→ **TASK PROMPT**:
Rewrite every line of the listing below as a JSON list of strings, one string per line, skipping blank lines. Leave the pictures out of your answer.
>> START
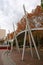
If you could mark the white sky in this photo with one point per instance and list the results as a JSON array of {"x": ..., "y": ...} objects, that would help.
[{"x": 11, "y": 11}]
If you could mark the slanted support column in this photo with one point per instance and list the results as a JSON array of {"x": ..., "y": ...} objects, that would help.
[
  {"x": 30, "y": 35},
  {"x": 16, "y": 39},
  {"x": 24, "y": 43}
]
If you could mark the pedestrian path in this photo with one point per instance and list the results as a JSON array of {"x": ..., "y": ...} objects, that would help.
[{"x": 7, "y": 59}]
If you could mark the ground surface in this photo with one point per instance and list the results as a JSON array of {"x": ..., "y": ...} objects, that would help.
[{"x": 16, "y": 57}]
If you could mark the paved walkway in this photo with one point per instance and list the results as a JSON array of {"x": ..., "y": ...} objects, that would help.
[{"x": 7, "y": 59}]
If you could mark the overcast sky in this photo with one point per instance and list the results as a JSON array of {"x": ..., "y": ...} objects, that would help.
[{"x": 11, "y": 11}]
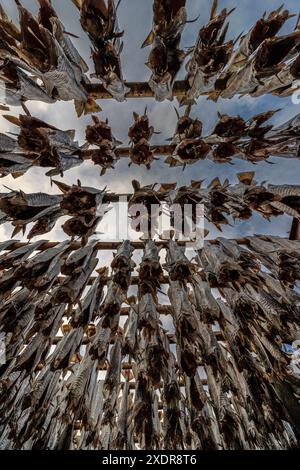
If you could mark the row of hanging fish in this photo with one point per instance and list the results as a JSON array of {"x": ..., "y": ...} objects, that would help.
[
  {"x": 233, "y": 137},
  {"x": 222, "y": 204},
  {"x": 238, "y": 393},
  {"x": 40, "y": 62},
  {"x": 85, "y": 206},
  {"x": 256, "y": 63},
  {"x": 166, "y": 57},
  {"x": 41, "y": 144}
]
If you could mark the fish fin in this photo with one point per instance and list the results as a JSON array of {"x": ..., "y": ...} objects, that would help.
[
  {"x": 13, "y": 119},
  {"x": 149, "y": 40}
]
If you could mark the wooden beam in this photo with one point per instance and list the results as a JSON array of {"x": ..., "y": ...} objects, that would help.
[
  {"x": 137, "y": 90},
  {"x": 124, "y": 152}
]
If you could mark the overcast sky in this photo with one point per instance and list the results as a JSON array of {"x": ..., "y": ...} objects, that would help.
[{"x": 135, "y": 17}]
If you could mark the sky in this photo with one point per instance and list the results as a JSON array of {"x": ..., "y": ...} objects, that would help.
[{"x": 135, "y": 18}]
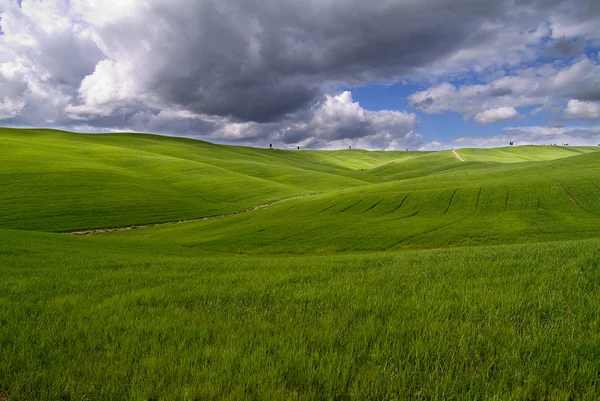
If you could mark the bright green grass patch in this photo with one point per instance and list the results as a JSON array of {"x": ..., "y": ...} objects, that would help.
[
  {"x": 242, "y": 307},
  {"x": 516, "y": 154},
  {"x": 95, "y": 318}
]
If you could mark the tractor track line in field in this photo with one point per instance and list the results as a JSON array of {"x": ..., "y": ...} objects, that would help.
[
  {"x": 348, "y": 207},
  {"x": 166, "y": 223},
  {"x": 478, "y": 197},
  {"x": 455, "y": 153},
  {"x": 450, "y": 202},
  {"x": 373, "y": 206},
  {"x": 400, "y": 205}
]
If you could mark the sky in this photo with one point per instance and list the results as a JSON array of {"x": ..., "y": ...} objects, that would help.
[{"x": 319, "y": 74}]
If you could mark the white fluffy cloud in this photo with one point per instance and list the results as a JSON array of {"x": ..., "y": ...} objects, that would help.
[
  {"x": 336, "y": 122},
  {"x": 577, "y": 109},
  {"x": 546, "y": 85},
  {"x": 251, "y": 71},
  {"x": 495, "y": 115},
  {"x": 536, "y": 135}
]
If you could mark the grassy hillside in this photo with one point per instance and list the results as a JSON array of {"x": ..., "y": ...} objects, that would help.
[
  {"x": 402, "y": 275},
  {"x": 96, "y": 318}
]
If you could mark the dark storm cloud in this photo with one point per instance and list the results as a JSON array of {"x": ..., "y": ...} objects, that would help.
[
  {"x": 566, "y": 47},
  {"x": 260, "y": 60},
  {"x": 246, "y": 70}
]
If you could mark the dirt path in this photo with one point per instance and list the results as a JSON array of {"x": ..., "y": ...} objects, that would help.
[
  {"x": 218, "y": 216},
  {"x": 455, "y": 153}
]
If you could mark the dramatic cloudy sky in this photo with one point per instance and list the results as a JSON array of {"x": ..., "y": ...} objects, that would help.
[{"x": 388, "y": 74}]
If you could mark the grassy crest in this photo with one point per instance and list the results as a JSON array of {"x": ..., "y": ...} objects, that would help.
[{"x": 402, "y": 275}]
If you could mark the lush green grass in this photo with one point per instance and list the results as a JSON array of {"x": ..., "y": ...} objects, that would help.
[
  {"x": 406, "y": 275},
  {"x": 91, "y": 318}
]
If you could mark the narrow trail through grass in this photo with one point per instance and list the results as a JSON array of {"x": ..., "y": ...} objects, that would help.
[{"x": 166, "y": 223}]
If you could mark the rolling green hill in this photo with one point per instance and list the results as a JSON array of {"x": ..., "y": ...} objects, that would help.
[{"x": 223, "y": 272}]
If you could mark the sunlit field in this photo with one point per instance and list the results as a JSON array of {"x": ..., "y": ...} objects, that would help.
[{"x": 145, "y": 267}]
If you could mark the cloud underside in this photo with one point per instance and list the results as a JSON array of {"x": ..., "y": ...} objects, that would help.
[{"x": 255, "y": 71}]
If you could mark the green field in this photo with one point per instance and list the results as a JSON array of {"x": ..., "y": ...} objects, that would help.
[{"x": 242, "y": 273}]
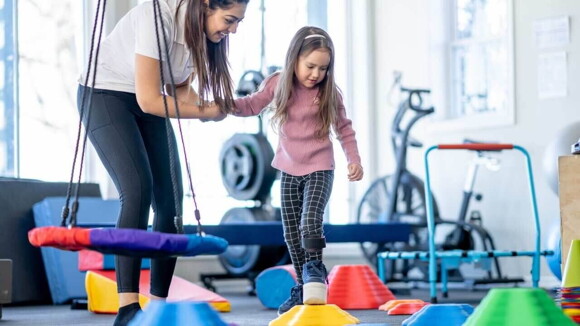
>> END
→ **REPLY TO THE TASK**:
[
  "If you could mark the white sky in this photo with one point per instance and list the results as a JSON array of {\"x\": ..., \"y\": ...} objects, that would help.",
  "[{\"x\": 11, \"y\": 11}]",
  "If you could mark the slanted support column in this photo with one point per instance and list the results as a JSON array of {\"x\": ..., \"y\": ...} objects, that would help.",
  "[",
  "  {\"x\": 30, \"y\": 35},",
  "  {\"x\": 16, \"y\": 39},",
  "  {\"x\": 24, \"y\": 43}",
  "]",
  "If you could mark the pedestrian path in this photo with one point per instance and list the results as a JSON array of {\"x\": ..., \"y\": ...} objects, that would help.",
  "[{\"x\": 7, \"y\": 59}]",
  "If you could mark the ground surface in this photo with one point per instance and list the results as a JSON array of {\"x\": ..., \"y\": ...} objects, that would help.",
  "[{\"x\": 16, \"y\": 57}]",
  "If you could mark the paved walkway in this photo with one point per instance and list the results as a JSON array of {\"x\": ..., \"y\": ...} objects, that would help.",
  "[{\"x\": 7, \"y\": 59}]",
  "If you could mark the overcast sky in this photo with one point per instance and list the results as a JSON array of {\"x\": ..., \"y\": ...} objects, that would help.",
  "[{\"x\": 11, \"y\": 11}]",
  "If you could mark the row of hanging fish in this photo with one point per instance and list the results as a JSON array of {\"x\": ..., \"y\": ...} objects, that would help.",
  "[",
  "  {\"x\": 233, \"y\": 137},",
  "  {\"x\": 222, \"y\": 204},",
  "  {\"x\": 238, \"y\": 393},",
  "  {\"x\": 40, \"y\": 62},",
  "  {\"x\": 85, \"y\": 206},",
  "  {\"x\": 256, \"y\": 63},",
  "  {\"x\": 166, \"y\": 57},",
  "  {\"x\": 41, \"y\": 144}",
  "]",
  "If you could mark the fish fin in this photo with one point per instance and list the results as a JSON array of {\"x\": ..., \"y\": ...} objects, that would help.",
  "[",
  "  {\"x\": 13, \"y\": 119},",
  "  {\"x\": 149, \"y\": 40}",
  "]",
  "If you could mark the wooden beam in this photo with one point per instance and list the results as a JSON array of {\"x\": ..., \"y\": ...} objects, that would help.",
  "[",
  "  {\"x\": 137, \"y\": 90},",
  "  {\"x\": 124, \"y\": 152}",
  "]",
  "If you could mark the overcast sky in this photo with one point per instance and list the results as a JSON array of {\"x\": ..., \"y\": ...} objects, that would help.",
  "[{\"x\": 135, \"y\": 17}]",
  "If you could mark the sky in this photo with one point per instance and list the results as a JSON array of {\"x\": ..., \"y\": ...} objects, that would help.",
  "[{\"x\": 135, \"y\": 18}]",
  "If you could mark the bright green grass patch in this photo with one point per instance and list the results as a JSON array of {\"x\": ..., \"y\": ...} objects, that would help.",
  "[",
  "  {\"x\": 242, \"y\": 307},",
  "  {\"x\": 516, \"y\": 154},",
  "  {\"x\": 95, \"y\": 318}",
  "]",
  "If you could mark the tractor track line in field in this photo with one point per instance and list the results as a JSON array of {\"x\": ..., \"y\": ...} objects, that would help.",
  "[",
  "  {\"x\": 348, \"y\": 207},",
  "  {\"x\": 166, \"y\": 223},",
  "  {\"x\": 478, \"y\": 197},",
  "  {\"x\": 455, \"y\": 153},",
  "  {\"x\": 450, \"y\": 202},",
  "  {\"x\": 373, \"y\": 206},",
  "  {\"x\": 400, \"y\": 205}",
  "]",
  "If you could mark the sky in this photo with one point per instance and list the results as a JSON array of {\"x\": ..., \"y\": ...} objects, that would help.",
  "[{\"x\": 319, \"y\": 74}]",
  "If you could mark the white fluffy cloud in this photo with one point per instance and list the results as a JSON array of {\"x\": ..., \"y\": ...} objects, that would help.",
  "[",
  "  {\"x\": 336, \"y\": 122},",
  "  {\"x\": 577, \"y\": 109},",
  "  {\"x\": 546, \"y\": 85},",
  "  {\"x\": 251, \"y\": 71},",
  "  {\"x\": 495, \"y\": 115},",
  "  {\"x\": 536, \"y\": 135}",
  "]",
  "If you could mark the grassy hillside in this photo with one point per instance and list the results as a JSON array of {\"x\": ..., \"y\": ...} objects, that would help.",
  "[",
  "  {\"x\": 402, \"y\": 275},",
  "  {\"x\": 96, \"y\": 318}",
  "]",
  "If you could mark the dark storm cloud in this photo with one point per instance and list the results as a JSON array of {\"x\": ..., \"y\": ...} objects, that would help.",
  "[",
  "  {\"x\": 566, \"y\": 47},",
  "  {\"x\": 260, \"y\": 60},",
  "  {\"x\": 246, \"y\": 70}",
  "]",
  "If you could mark the dirt path in this photo with one point per instance and list the results as a JSON array of {\"x\": ..., \"y\": ...} objects, that would help.",
  "[",
  "  {\"x\": 218, \"y\": 216},",
  "  {\"x\": 455, \"y\": 153}",
  "]",
  "If you could mark the dramatic cloudy sky in this photo with one point per instance and list the results as a JSON array of {\"x\": ..., \"y\": ...} objects, that would help.",
  "[{\"x\": 388, \"y\": 74}]",
  "If you could mark the grassy crest in this photo with one point per instance and list the results as a JSON array of {\"x\": ..., \"y\": ...} objects, that would help.",
  "[{\"x\": 402, \"y\": 275}]",
  "If you could mark the lush green grass in this photo with one point per instance and list the results as a JSON array of {\"x\": ..., \"y\": ...} objects, that would help.",
  "[",
  "  {\"x\": 406, \"y\": 275},",
  "  {\"x\": 91, \"y\": 318}",
  "]",
  "If you could mark the narrow trail through grass in this photo with one point per instance and list the results as a JSON array of {\"x\": ..., \"y\": ...} objects, that would help.",
  "[{\"x\": 166, \"y\": 223}]",
  "If you could mark the rolling green hill in this photo with one point per instance and list the results as a JSON array of {\"x\": ..., \"y\": ...} objects, that would help.",
  "[{\"x\": 223, \"y\": 272}]",
  "If you could mark the sunlit field in this photo with one point per instance and list the results as a JSON array of {\"x\": ..., \"y\": ...} objects, that would help.",
  "[{\"x\": 145, \"y\": 267}]",
  "If you could mark the cloud underside in this photo with one point per instance and list the results as a JSON array of {\"x\": ..., \"y\": ...} objects, that would help.",
  "[{\"x\": 255, \"y\": 71}]",
  "If you could mark the green field in this photo with one point per instance and list the results as a JSON array of {\"x\": ..., \"y\": ...} objects, that would help.",
  "[{\"x\": 242, \"y\": 273}]"
]